* [To be done] Output each entry that follows exactly. Images stay out.

* [Data to use]
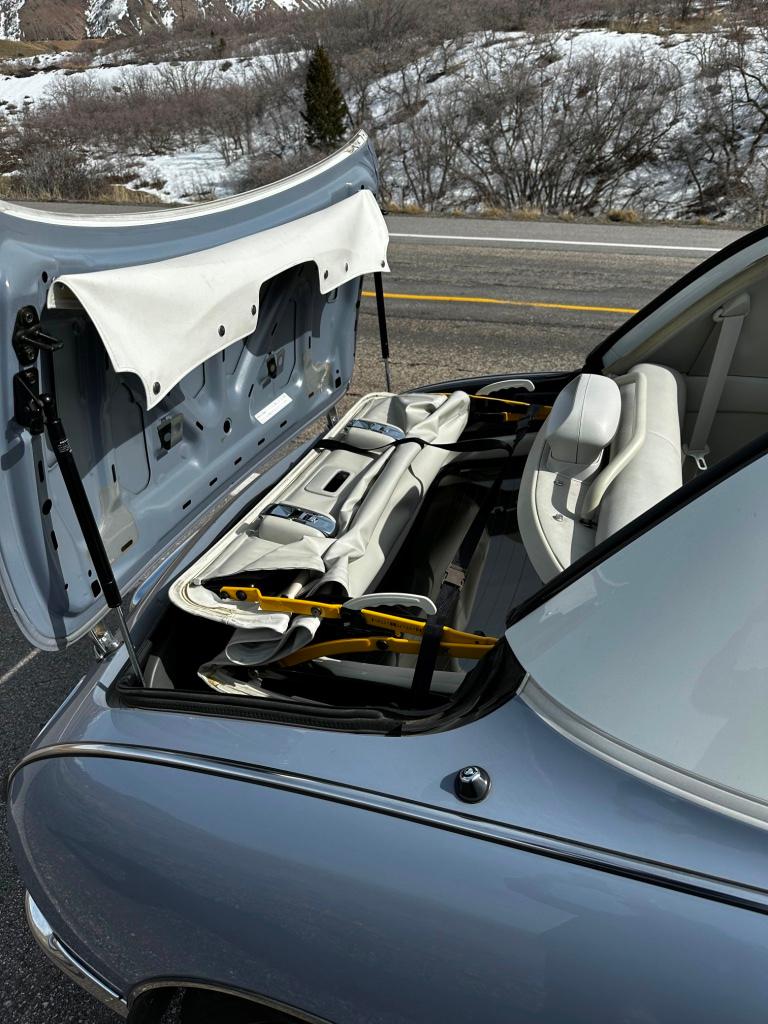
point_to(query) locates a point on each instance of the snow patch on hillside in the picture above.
(10, 27)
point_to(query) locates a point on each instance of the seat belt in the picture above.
(731, 317)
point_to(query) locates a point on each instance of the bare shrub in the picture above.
(41, 167)
(562, 136)
(265, 169)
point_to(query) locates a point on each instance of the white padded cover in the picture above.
(656, 469)
(160, 321)
(373, 509)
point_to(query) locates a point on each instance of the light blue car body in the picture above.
(337, 876)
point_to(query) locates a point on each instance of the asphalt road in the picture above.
(557, 289)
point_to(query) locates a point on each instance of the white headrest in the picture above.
(584, 420)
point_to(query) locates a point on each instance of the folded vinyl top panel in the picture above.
(338, 517)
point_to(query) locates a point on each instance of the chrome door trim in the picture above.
(67, 962)
(614, 862)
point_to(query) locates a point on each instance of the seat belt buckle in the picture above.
(698, 457)
(455, 574)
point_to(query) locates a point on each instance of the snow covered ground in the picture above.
(667, 187)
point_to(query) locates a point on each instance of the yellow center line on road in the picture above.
(501, 302)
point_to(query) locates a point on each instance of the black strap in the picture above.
(456, 573)
(455, 577)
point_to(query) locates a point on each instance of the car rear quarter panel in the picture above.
(352, 914)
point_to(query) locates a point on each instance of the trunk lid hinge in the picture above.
(37, 412)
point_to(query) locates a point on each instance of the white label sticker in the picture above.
(273, 408)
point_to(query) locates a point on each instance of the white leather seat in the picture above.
(656, 469)
(625, 431)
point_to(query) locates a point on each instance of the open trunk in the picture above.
(201, 656)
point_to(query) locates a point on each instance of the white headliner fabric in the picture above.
(160, 321)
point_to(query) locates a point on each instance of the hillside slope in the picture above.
(34, 19)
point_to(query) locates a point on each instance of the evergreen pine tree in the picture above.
(326, 111)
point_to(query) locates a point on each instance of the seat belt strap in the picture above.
(455, 577)
(731, 317)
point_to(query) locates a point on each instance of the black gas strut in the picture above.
(38, 412)
(383, 333)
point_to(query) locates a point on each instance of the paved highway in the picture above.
(468, 296)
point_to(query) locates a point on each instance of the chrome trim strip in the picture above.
(260, 1000)
(597, 858)
(185, 212)
(684, 784)
(68, 963)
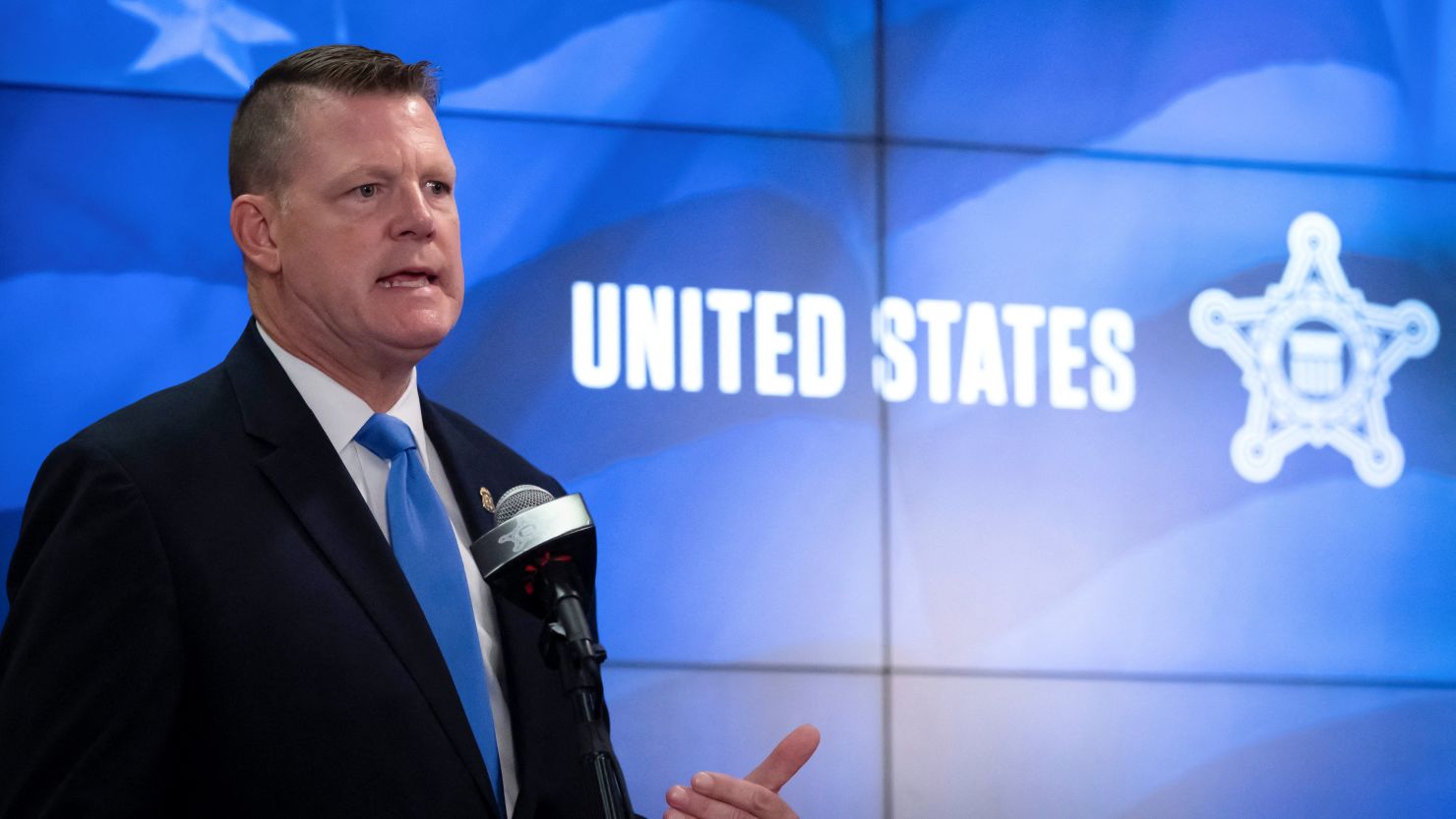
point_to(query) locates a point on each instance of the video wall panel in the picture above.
(767, 64)
(716, 285)
(1055, 372)
(1289, 81)
(1077, 444)
(1064, 748)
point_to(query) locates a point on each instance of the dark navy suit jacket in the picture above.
(207, 621)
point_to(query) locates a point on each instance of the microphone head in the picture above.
(534, 528)
(518, 499)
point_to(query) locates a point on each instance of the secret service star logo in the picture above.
(1316, 360)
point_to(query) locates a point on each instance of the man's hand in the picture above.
(756, 796)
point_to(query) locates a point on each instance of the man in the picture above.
(249, 595)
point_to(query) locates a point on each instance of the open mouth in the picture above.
(409, 278)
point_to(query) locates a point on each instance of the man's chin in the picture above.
(421, 335)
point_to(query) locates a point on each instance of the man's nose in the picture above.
(415, 217)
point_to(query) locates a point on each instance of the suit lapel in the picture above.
(312, 480)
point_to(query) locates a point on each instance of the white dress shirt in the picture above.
(342, 413)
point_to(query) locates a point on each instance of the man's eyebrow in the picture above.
(388, 172)
(364, 172)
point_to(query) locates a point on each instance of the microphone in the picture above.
(531, 557)
(533, 530)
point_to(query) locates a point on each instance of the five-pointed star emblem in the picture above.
(1316, 360)
(218, 30)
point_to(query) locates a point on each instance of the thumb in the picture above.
(786, 758)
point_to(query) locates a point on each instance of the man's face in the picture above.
(367, 233)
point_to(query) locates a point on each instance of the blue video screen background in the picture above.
(867, 330)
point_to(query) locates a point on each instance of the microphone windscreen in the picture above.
(518, 499)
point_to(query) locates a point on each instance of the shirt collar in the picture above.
(341, 413)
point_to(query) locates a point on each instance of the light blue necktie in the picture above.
(427, 552)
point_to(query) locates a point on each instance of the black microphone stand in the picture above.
(531, 557)
(578, 658)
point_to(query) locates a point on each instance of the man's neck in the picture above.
(379, 387)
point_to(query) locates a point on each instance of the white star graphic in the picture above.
(1316, 360)
(218, 30)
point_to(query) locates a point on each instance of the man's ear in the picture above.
(252, 220)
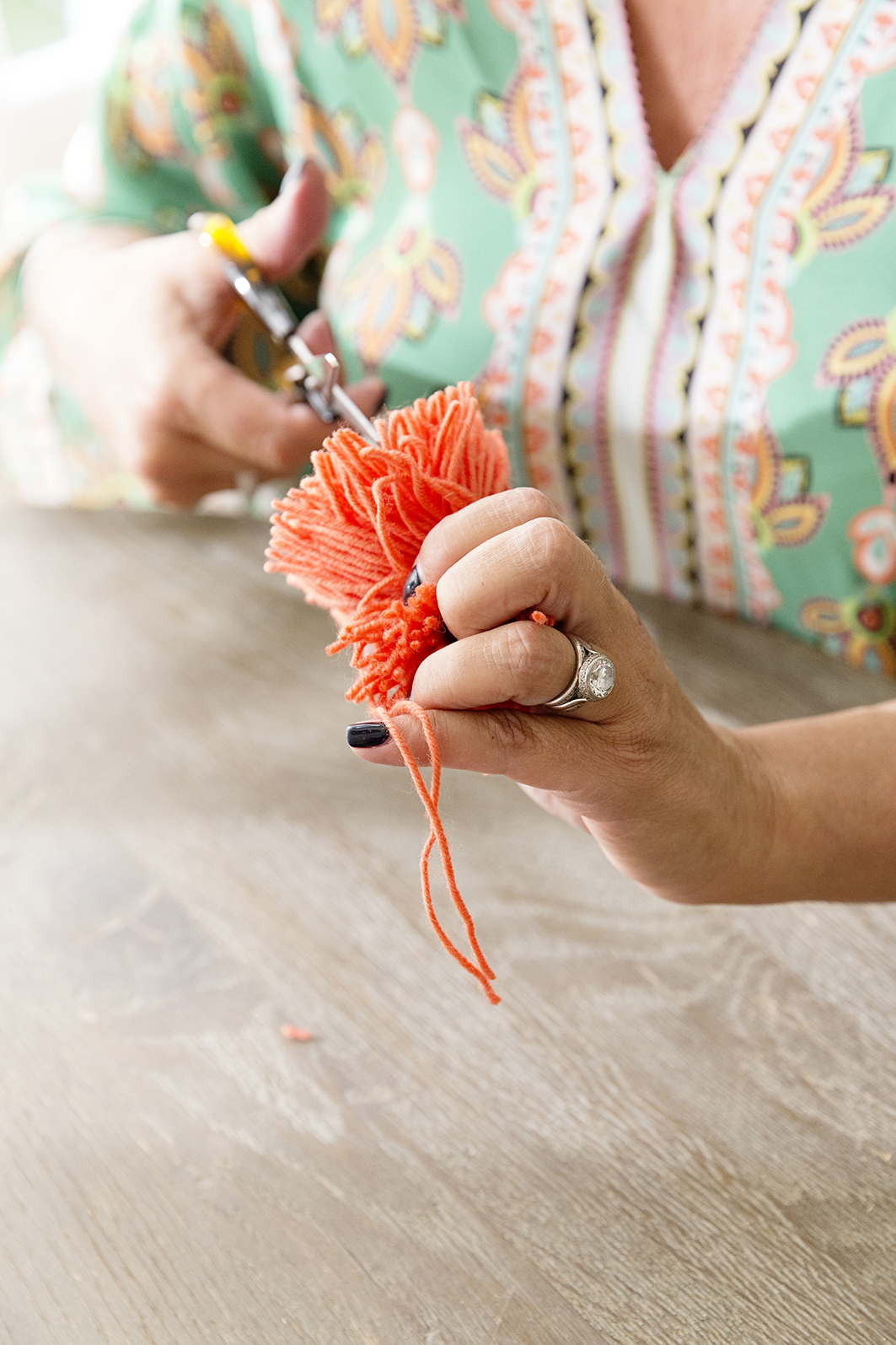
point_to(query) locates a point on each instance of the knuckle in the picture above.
(550, 541)
(534, 502)
(525, 653)
(510, 732)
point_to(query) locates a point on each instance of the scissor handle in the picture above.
(318, 374)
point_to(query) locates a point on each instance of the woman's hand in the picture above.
(135, 325)
(684, 807)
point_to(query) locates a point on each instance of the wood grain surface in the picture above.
(679, 1126)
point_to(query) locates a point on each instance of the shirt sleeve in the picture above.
(186, 121)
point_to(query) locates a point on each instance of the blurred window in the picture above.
(33, 23)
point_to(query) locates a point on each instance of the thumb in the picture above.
(286, 233)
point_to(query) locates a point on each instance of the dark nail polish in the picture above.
(412, 584)
(372, 734)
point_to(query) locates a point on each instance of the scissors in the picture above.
(314, 377)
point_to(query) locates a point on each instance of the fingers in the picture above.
(541, 751)
(539, 564)
(180, 470)
(460, 533)
(225, 408)
(287, 232)
(519, 662)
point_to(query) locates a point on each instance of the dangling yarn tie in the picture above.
(349, 537)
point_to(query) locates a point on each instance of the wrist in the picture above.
(746, 804)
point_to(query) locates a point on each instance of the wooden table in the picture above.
(679, 1127)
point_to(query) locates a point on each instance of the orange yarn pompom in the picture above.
(349, 535)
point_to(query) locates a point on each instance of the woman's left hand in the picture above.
(679, 804)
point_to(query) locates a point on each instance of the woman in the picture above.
(676, 304)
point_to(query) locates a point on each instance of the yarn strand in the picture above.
(429, 799)
(349, 535)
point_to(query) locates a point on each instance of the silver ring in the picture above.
(593, 681)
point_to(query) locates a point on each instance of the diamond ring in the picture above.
(593, 680)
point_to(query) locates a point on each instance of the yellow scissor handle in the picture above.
(225, 235)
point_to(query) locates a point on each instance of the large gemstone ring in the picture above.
(593, 680)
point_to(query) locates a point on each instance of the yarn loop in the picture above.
(350, 535)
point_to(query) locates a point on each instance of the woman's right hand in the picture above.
(133, 325)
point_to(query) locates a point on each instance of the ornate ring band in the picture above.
(593, 680)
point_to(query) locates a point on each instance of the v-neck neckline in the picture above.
(695, 146)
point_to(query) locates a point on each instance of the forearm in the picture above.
(60, 275)
(833, 826)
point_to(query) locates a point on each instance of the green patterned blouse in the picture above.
(697, 366)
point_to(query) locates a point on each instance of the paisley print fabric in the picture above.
(699, 366)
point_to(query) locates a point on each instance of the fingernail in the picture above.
(292, 174)
(370, 734)
(412, 584)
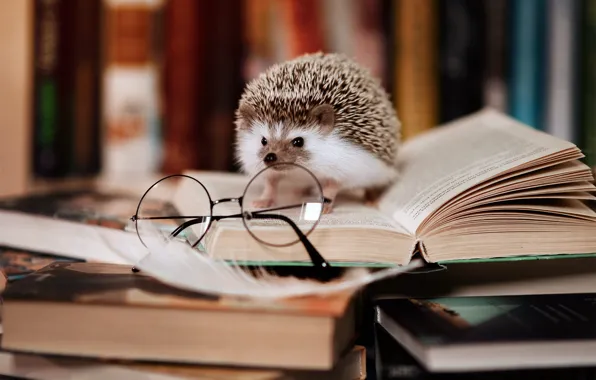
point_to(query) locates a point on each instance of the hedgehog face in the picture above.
(262, 142)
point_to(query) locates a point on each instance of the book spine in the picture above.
(526, 81)
(560, 114)
(461, 58)
(131, 99)
(47, 161)
(86, 119)
(495, 82)
(588, 88)
(304, 25)
(416, 93)
(183, 81)
(225, 82)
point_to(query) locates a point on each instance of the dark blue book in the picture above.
(488, 333)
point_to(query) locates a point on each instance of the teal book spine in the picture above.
(527, 61)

* [Solved problem]
point_to(query) locates a point on each instance of the snow patch on hillside in the picture above.
(10, 27)
point_to(query) locates a point on each instance of the seat belt in the picture above.
(731, 317)
point_to(query) locates a point on each instance of the bare shrub in the picture above.
(41, 167)
(562, 136)
(265, 169)
point_to(query) locates a point on each instance of the white padded cover in the picture above.
(656, 469)
(160, 321)
(373, 509)
point_to(query) locates a point on each instance of the light blue car body in the picture above.
(337, 876)
point_to(query) locates a point on each instance of the asphalt road in the picture above.
(557, 289)
point_to(query) locates a point on each instance of the white headrest in the picture above.
(584, 420)
point_to(query) locates a point on each instance of the folded vinyl top panel in the picture above.
(338, 517)
point_to(query) locates a point on each instance of the chrome door trim in the picture above.
(67, 962)
(614, 862)
point_to(query) locates a point on each instance of the seat belt buckle in the picture above.
(698, 457)
(455, 574)
point_to(query) locates a point on each instance of the snow covered ground in the picture above.
(667, 187)
point_to(query) locates a point on each instance of the yellow center line on road in the picture above.
(501, 302)
point_to(query) locates a point on each instance of the black strap in the picture above.
(456, 573)
(455, 577)
point_to(query) locates a point on each instance of the car rear quarter panel in the picture above.
(352, 914)
point_to(query) locates a point on each instance of the trunk lid hinge in the picture above.
(37, 412)
point_to(query) locates a point on each instance of the white label sticker in the picture above.
(273, 408)
point_to(query) locates a point on each instance of the white leather seat in the picture above.
(656, 469)
(625, 431)
point_to(query) locates a point on each instance of the open trunk in the picture above.
(201, 656)
point_to(query) locates a point on each instance of the white headliner fabric in the picture above.
(160, 321)
point_to(query) locates a point on each instance of the hillside slope in the picture above.
(34, 19)
point_to(query) locates a point on each instance of the evergreen pine tree in the picture above.
(326, 111)
point_to(query) locates a point on each instance of the seat belt strap in the picture above.
(455, 577)
(731, 317)
point_to(query) locates a point on each instance of the black gas strut in the picture above.
(38, 412)
(383, 333)
point_to(query) locates a point on each instance of the paved highway in the picture above.
(468, 296)
point_to(query) locates a point on each instance of the chrome trim strip in the picture above.
(260, 1000)
(597, 858)
(185, 212)
(684, 784)
(68, 963)
point_to(query) locates a point on each instance of the video wall panel in the picture above.
(767, 64)
(716, 285)
(1055, 372)
(1289, 81)
(1077, 444)
(1064, 748)
point_to(query) locates a point on each instance of the dark navy suit jacket in the picture above.
(207, 621)
point_to(query) locates a point on each instance of the microphone head in the picture above.
(534, 528)
(518, 499)
point_to(query) locates a point on each instance of the secret service star logo in the picture above.
(1316, 360)
point_to(query) locates a point on each instance of the man's hand in the picture above.
(756, 796)
point_to(query) locates a point on each instance of the man in the picture above.
(249, 595)
point_to(query) locates a point on each instance of the open mouth in the picture above.
(409, 278)
point_to(query) locates a point on each instance of the man's chin in the picture above.
(421, 335)
point_to(query) locates a point on each instance of the man's nose in the picture above.
(415, 217)
point_to(query) locates a point on each instance of the suit lapel in the picture above.
(312, 480)
point_to(query) locates a point on each instance of the white dress shirt in the picture above.
(342, 413)
point_to(query) locates a point on each instance of the man's eyebrow in the picture above.
(388, 172)
(364, 172)
point_to(query) locates a point on each instance of the microphone in the picture above.
(531, 557)
(533, 530)
point_to(query) locates a point on each instance of the five-pointed star emblem in the picture above.
(1316, 360)
(218, 30)
point_to(query) locates a point on each instance of the thumb in the picture above.
(786, 758)
point_to(query) locates a point on each instance of the man's face in the picture above.
(367, 233)
point_to(query) locates a point on each instance of the blue video screen background in the picture above.
(867, 330)
point_to(query) locates a point on each instance of the microphone windscreen in the picture above.
(518, 499)
point_to(query) locates a point on each instance of the shirt collar in the picture above.
(341, 413)
point_to(query) locates a point on each instance of the light blue necktie in the picture above.
(427, 552)
point_to(query) locates a point on each instance of the black microphone stand in the picture above.
(531, 557)
(578, 658)
point_to(query) locates a point on each instance of the man's neck in the picture above.
(379, 387)
point_to(query) locates a point on each instance of the white star graphic in the picture above.
(1316, 360)
(218, 30)
point_to(query) locates a point on each instance of the man's ear in the picture above.
(252, 220)
point_to(query) locates a point on each instance of the knuckle in the picture above.
(550, 541)
(534, 502)
(525, 653)
(510, 732)
point_to(query) locates a point on each instance of the scissor handle in the picture above.
(318, 374)
point_to(query) locates a point on each instance of the woman's hand in the picture above.
(135, 325)
(684, 807)
point_to(query) locates a point on each instance of the wood grain surface in the picture above.
(679, 1126)
point_to(query) locates a point on each instance of the shirt sleeve in the picture above.
(186, 121)
point_to(query) locates a point on each instance of the blurred window in the picture above.
(33, 23)
point_to(query) locates a point on each instance of the thumb in the picture above.
(286, 233)
point_to(query) locates a point on each instance of the dark nail polish in the picture above.
(412, 584)
(372, 734)
point_to(query) locates a point on each instance of the scissors in the picture above.
(314, 377)
point_to(query) locates a point on each instance of the fingers in the picture above.
(541, 751)
(539, 564)
(180, 470)
(460, 533)
(225, 408)
(287, 232)
(519, 662)
point_to(query) locates a point on each instance of the dangling yarn tie in the picture above.
(349, 537)
point_to(query) locates a point on each instance of the wrist in the picture above.
(746, 804)
point_to(query) locates a point on each instance of the wooden table in the picture above.
(679, 1127)
point_to(query) locates a point on each instance of the orange yarn pompom in the picture above.
(349, 535)
point_to(query) locates a point on each instance of the woman's left hand in the picture above.
(679, 804)
point_to(query) locates a point on each instance of the woman in the picture above.
(676, 304)
point_to(query) locates a point on each instance of the yarn strand in the picture above.
(429, 799)
(349, 535)
point_to(query) locates a point on each instance of the silver ring in the picture above.
(593, 681)
point_to(query) locates a point on each instance of the diamond ring in the picture above.
(593, 680)
point_to(query) locates a point on each instance of the yellow scissor handle in the picture above.
(225, 235)
point_to(query) locates a point on each instance of the large gemstone ring in the picture above.
(593, 680)
point_to(query) locates a point on each instance of the yarn loop in the picture above.
(350, 535)
point_to(query) locates a point on each instance of the woman's right hand in the picture above.
(133, 325)
point_to(query) locates a point on each instance of the ornate ring band in the picture above.
(593, 680)
point_to(query) locates a point on each instance of the v-neck neckline in the picture above.
(695, 146)
point_to(query) locates a point on each instance of the forearm in the picture above.
(60, 275)
(833, 826)
point_to(query) locates a point on each instance of the green patterned blouse in the picture above.
(697, 366)
point_to(query) locates a point on each instance of the paisley print fabric in the picture above.
(699, 366)
point_to(query) locates a point on each instance of the fingernail in the picture above.
(292, 174)
(370, 734)
(412, 584)
point_to(query) locates a point on each instance of the hedgehog face in the picture above.
(262, 142)
point_to(query) locates a point on each instance of the book spine in the picture above.
(526, 81)
(560, 114)
(461, 58)
(131, 99)
(47, 161)
(86, 119)
(495, 82)
(588, 88)
(304, 25)
(416, 93)
(183, 81)
(225, 82)
point_to(query) locates a point on each instance of the dark blue book in the picture above.
(488, 333)
point_to(query) locates a point on each instance of the teal book spine in the picture above.
(527, 61)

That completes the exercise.